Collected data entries
----------------

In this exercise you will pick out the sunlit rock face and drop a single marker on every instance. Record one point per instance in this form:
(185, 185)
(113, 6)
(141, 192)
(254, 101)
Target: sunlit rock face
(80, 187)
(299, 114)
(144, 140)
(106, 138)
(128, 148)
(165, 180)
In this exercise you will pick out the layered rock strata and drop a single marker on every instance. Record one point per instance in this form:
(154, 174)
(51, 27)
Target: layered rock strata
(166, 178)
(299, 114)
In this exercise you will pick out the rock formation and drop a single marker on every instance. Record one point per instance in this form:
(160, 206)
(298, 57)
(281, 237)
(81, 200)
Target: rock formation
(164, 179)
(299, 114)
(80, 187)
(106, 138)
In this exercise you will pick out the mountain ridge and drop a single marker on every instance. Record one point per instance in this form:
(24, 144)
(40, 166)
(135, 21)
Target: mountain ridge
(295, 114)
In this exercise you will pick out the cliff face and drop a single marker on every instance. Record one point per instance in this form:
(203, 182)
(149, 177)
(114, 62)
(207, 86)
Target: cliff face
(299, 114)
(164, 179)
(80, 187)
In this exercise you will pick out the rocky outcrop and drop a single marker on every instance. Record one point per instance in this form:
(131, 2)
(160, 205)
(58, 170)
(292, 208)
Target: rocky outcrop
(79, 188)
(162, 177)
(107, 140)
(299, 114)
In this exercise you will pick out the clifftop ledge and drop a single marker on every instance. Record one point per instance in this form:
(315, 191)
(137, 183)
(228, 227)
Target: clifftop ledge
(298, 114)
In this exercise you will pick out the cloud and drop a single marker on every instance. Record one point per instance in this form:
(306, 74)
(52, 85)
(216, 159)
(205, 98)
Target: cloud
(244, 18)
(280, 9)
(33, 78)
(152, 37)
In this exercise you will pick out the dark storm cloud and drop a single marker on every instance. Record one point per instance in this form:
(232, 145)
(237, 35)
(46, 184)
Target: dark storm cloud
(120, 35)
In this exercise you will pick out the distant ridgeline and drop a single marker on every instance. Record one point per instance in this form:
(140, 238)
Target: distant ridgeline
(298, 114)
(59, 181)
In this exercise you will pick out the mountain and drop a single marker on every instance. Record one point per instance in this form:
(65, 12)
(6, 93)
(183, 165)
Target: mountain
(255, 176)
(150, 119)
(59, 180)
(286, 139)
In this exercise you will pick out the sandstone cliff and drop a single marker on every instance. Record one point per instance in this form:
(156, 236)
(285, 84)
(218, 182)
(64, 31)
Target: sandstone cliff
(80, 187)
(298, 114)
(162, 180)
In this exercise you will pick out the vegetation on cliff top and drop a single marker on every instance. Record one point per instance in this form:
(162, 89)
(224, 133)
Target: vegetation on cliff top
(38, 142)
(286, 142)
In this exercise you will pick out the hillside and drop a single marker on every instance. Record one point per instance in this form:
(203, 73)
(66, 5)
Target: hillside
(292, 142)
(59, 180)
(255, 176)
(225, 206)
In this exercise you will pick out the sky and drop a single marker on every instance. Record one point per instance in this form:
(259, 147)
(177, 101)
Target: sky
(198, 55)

----------------

* _Exercise_
Copy exactly, word for word, the line with "In this exercise you will pick out the rocky" through the final line of the listing.

* _Result below_
In this exercise you will pick out the rocky outcrop and drop a single marker on every instance. Record one point per instance in this form:
(131, 2)
(160, 205)
(58, 170)
(292, 208)
Target: rocky outcrop
(79, 188)
(162, 177)
(107, 140)
(299, 114)
In this exercise you will pick out the clifftop ledge and drop a single marker on every instance. Record one point per instance in this form:
(315, 191)
(137, 183)
(228, 227)
Target: clifftop ledge
(298, 114)
In this exercise you will pick out the cloud and drop a single marker on every instance. Record one point per instance in this form:
(306, 74)
(52, 85)
(216, 159)
(205, 98)
Target: cloud
(244, 18)
(280, 9)
(33, 78)
(152, 37)
In this exercise you will pick out the dark storm cloud and drop a single marker on every instance. Record one point per instance in this form:
(232, 145)
(237, 35)
(46, 184)
Target: dark storm cloud
(120, 35)
In this exercise you will pick out the distant ridgeline and drop a single marker on every instance. Record one point per instance in this form:
(140, 238)
Target: distant ridgeline
(298, 114)
(59, 181)
In this exercise you will pick out the mountain and drop a single marker on every instance. Record one point per instance in this form:
(65, 12)
(6, 93)
(183, 165)
Target: mountain
(255, 176)
(150, 119)
(59, 180)
(286, 139)
In this exercise you will pick out the sandstone cliff and drop a single marker on every instance. Record one point per instance in this form:
(156, 236)
(285, 84)
(218, 182)
(64, 31)
Target: sandstone cliff
(80, 187)
(298, 114)
(162, 180)
In this exercise you will pick out the vegetation on cliff top and drop a single marker on every instance. Record one point per instance in this form:
(162, 89)
(224, 133)
Target: vegetation on cliff top
(38, 142)
(286, 142)
In this exercise you will pick out the hillside and drop a single marker on every instance. Record one point per instance in this form:
(203, 73)
(66, 5)
Target: hillside
(292, 142)
(59, 180)
(255, 176)
(225, 206)
In this exercise you will pick out the sky and drop a single marker on every instance. Record one point per instance in this form:
(259, 147)
(177, 101)
Target: sky
(198, 55)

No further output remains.